> _EXTRACTO DE FUENTE_
━━━━
El 31 de julio de 1892 apareció en la sección local de la revista “La Perla del Plata” (fundada y dirigida por el sacerdote lazarista francés Jorge María Salvaire, el creador de la basílica neogótica dedicada a Nuestra Señora de Luján) una nota acerca del “gran megaterio” hallado en esa ciudad a finales del siglo XVIII y llevado a Madrid.
Aclaremos, de entrada, que el megaterio era un mamífero prehistórico de gran tamaño -de ahí la palabra griega que lo designa como “gran bestia”-, emparentado con los actuales perezosos. No era, pues, un dinosaurio, como algunos creen.
Perteneció a la llamada megafauna del período Pleistoceno. Vale decir que habitó las pampas en edades muy anteriores a la aparición de los gauchos. Si bien era un cuadrúpedo, la evidencia de sus huellas fósiles y los análisis biomecánicos inducen a pensar que podía asumir posturas adaptadas a la bípeda estación. ¿Tuvo una alongada lengua? Quizá la tuvo.
UNA OPERACIÓN DE MEMORIA LUJANENSE
La idea de rememorar aquel episodio arraigado en la memoria colonial del poblado vino a la mente del dinámico capellán, que antes había sido misionero en tierras de indios, a raíz de un comentario aparecido en el diario La Razón de Luján que reproducía, a su vez, un grabado de la revista “La Ilustración Española”, en el cual se representaba al esqueleto fósil, según era exhibido en el Museo de Ciencias Naturales de Madrid para asombro de los visitantes, y que había sido extraído en 1787.
A juicio de Salvaire, el epígrafe no era adecuado para “un objeto en alto grado interesante para la ciencia”. Agregaba que él mismo había podido admirar el esqueleto “notabilísimo” en aquel museo español y que, dado que poseía documentos al respecto, creía oportuno añadir algunos datos respecto del colosal animal prehistórico “en atención a que él procede de esta localidad” (se refiere a Luján) y que la difusión de mayores detalles del espécimen redundaría en la “mayor fama de nuestra ilustre Villa”.
En ese sentido y consistente con su agenda pastoral en favor de la celebridad de la Villa de Luján, el sacerdote-cronista desplegaba una ingeniosa operación mediática, orientada no sólo a satisfacer la curiosidad histórica de los lectores, sino, a la vez y principalmente, a fortalecer la identidad de esa ciudad con abolengo, que era sede de la devoción mariana más importante de la Argentina.
━━━━
[Datos de detección de objetos]
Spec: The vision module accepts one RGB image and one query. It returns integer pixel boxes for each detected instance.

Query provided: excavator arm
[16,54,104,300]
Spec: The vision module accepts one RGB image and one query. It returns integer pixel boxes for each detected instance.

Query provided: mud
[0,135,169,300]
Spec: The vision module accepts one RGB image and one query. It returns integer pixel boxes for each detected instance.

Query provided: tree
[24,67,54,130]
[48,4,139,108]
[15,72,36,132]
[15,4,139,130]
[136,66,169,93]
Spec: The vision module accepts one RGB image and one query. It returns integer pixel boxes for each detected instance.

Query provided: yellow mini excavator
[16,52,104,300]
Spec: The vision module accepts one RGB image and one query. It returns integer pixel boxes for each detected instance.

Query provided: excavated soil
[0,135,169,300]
━━━━
> _CONSIGNA BREVE A_
Según el extracto sobre el megaterio, ¿por qué creyó oportuno Salvaire añadir datos sobre el animal prehistórico? Responde en una a tres oraciones.
> _CONSIGNA BREVE B_
Indica si cada afirmación coincide con el extracto sobre el megaterio. Responde sí o no y cita las palabras del texto que lo deciden.
(i) El megaterio era un dinosaurio.
(ii) El esqueleto exhibido en Madrid había sido extraído en 1787.
(iii) Salvaire fundó la revista "La Perla del Plata".

> _RESPUESTA COMPLETA A_
Salvaire poseía documentos sobre el esqueleto y lo creyó oportuno "en atención a que él procede de esta localidad", es decir, de Luján. Además, consideraba que difundir mayores detalles del espécimen redundaría en la "mayor fama de nuestra ilustre Villa".

> _RESPUESTA COMPLETA B_
(i) No: "No era, pues, un dinosaurio, como algunos creen."
(ii) Sí: "y que había sido extraído en 1787."
(iii) Sí: "fundada y dirigida por el sacerdote lazarista francés Jorge María Salvaire"